═════ RECORDED INFORMATION ═════

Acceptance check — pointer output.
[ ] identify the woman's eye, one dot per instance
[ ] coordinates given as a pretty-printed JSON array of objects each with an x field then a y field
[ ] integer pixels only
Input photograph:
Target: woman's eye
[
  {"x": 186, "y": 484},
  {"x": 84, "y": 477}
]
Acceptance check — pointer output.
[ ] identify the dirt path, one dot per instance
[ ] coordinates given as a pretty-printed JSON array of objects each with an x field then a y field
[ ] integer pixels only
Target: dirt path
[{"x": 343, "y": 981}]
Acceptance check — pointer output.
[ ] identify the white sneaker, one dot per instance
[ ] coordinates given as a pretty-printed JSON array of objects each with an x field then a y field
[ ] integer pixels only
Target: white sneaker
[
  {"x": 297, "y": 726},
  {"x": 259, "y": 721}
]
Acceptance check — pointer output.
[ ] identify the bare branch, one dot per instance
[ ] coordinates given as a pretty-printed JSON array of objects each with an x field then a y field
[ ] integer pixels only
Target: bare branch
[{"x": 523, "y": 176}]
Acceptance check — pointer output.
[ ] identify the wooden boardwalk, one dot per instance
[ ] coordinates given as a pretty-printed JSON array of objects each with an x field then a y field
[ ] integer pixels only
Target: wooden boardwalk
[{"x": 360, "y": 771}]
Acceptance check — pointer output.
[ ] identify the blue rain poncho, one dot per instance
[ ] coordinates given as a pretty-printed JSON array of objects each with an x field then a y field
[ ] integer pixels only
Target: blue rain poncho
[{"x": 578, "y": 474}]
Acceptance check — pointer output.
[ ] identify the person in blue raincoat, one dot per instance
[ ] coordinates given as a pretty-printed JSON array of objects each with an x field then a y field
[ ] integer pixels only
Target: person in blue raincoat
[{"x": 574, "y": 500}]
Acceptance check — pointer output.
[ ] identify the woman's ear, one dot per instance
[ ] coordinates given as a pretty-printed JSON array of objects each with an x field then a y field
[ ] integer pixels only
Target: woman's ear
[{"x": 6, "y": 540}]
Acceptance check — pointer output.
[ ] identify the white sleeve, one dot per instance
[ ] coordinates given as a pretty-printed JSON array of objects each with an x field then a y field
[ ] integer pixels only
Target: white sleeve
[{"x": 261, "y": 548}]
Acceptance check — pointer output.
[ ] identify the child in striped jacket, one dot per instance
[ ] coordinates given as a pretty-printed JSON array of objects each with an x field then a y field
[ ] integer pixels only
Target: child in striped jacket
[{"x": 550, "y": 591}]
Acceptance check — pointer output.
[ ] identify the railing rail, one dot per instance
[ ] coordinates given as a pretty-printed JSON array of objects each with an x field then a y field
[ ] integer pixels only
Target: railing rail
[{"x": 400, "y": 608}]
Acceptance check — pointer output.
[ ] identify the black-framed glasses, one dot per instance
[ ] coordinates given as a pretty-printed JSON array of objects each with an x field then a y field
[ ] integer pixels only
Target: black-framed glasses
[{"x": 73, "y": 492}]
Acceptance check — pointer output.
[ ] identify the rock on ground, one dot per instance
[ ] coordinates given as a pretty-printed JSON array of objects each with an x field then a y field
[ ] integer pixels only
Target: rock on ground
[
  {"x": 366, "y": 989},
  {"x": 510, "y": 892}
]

═════

◆ SHORT EXERCISE: In full and verbatim, repeat the records given above.

◆ COMPLETED EXERCISE:
Acceptance check — pointer output.
[ ] identify the woman's eye, one dot per instance
[ ] coordinates given as a pretty-printed JSON array of objects each with an x field then a y field
[ ] integer pixels only
Input photograph:
Target: woman's eye
[
  {"x": 186, "y": 484},
  {"x": 84, "y": 477}
]
Acceptance check — pointer output.
[ ] identify the dirt path, one dot per instance
[ ] coordinates given as a pretty-printed JSON array of objects each with an x field then a y field
[ ] integer pixels only
Target: dirt path
[{"x": 343, "y": 981}]
Acceptance check — pointer output.
[ ] identify the white sneaker, one dot per instance
[ ] coordinates given as a pretty-printed JSON array of objects each with an x field then a y field
[ ] integer pixels only
Target: white sneaker
[
  {"x": 297, "y": 726},
  {"x": 259, "y": 721}
]
Acceptance check — pointer output.
[ ] identify the bare branch, one dot per instance
[ ] coordinates given as a pretty-printed JSON array of objects each with an x field then a y field
[ ] integer pixels only
Target: bare branch
[{"x": 523, "y": 176}]
Acceptance check — pointer output.
[ ] identify the wooden boardwalk, one dot per instance
[ ] coordinates given as a pretty-printed JSON array of objects each with an x field then a y field
[ ] integer pixels only
Target: wooden boardwalk
[{"x": 360, "y": 771}]
Acceptance check — pointer output.
[ ] identify the blue rain poncho, one dot per instance
[ ] coordinates given as a pretty-printed JSON array of objects each with an x field then a y field
[ ] integer pixels only
Target: blue rain poncho
[{"x": 578, "y": 474}]
Acceptance check — pointer output.
[ ] identify the person in blue raincoat, one dot per instance
[ ] coordinates given as a pretty-printed JSON array of objects each with an x field then a y field
[ ] integer pixels only
Target: person in blue raincoat
[{"x": 574, "y": 500}]
Acceptance check — pointer output.
[ ] identify the woman's ear, one dot per instance
[ ] coordinates given as a pretty-printed JSON array of objects each with an x field then a y field
[ ] integer pixels only
Target: woman's ear
[{"x": 6, "y": 540}]
Acceptance check — pointer output.
[ ] identify the white sleeve, one dot per instance
[ ] coordinates given as a pretty-printed JSON array of objects each with an x field then a y field
[ ] integer pixels only
Target: white sleeve
[{"x": 261, "y": 548}]
Acceptance check — pointer output.
[ ] identify the child in striped jacket, one dot per instance
[ ] coordinates given as a pretty-printed JSON array of objects each with an x field then a y field
[ ] integer pixels only
Target: child in striped jacket
[{"x": 550, "y": 591}]
Acceptance check — pointer output.
[ ] identify the railing rail, one dot per instance
[ ] coordinates given as a pretty-printed JSON array of objects each with an x field then a y field
[ ] integer pixels only
Target: railing rail
[{"x": 400, "y": 608}]
Acceptance check — pointer output.
[ ] identify the black-framed glasses, one dot per instance
[ ] coordinates given as a pretty-printed JSON array of objects each with an x field then a y field
[ ] integer pixels only
Target: black-framed glasses
[{"x": 73, "y": 492}]
Acceptance check — pointer output.
[ ] identify the rock on ground, one dot per instance
[ ] coordinates given as a pretty-printed JSON array of objects each with an x field then a y field
[ ] integer pixels only
Target: rock on ground
[
  {"x": 366, "y": 989},
  {"x": 510, "y": 892}
]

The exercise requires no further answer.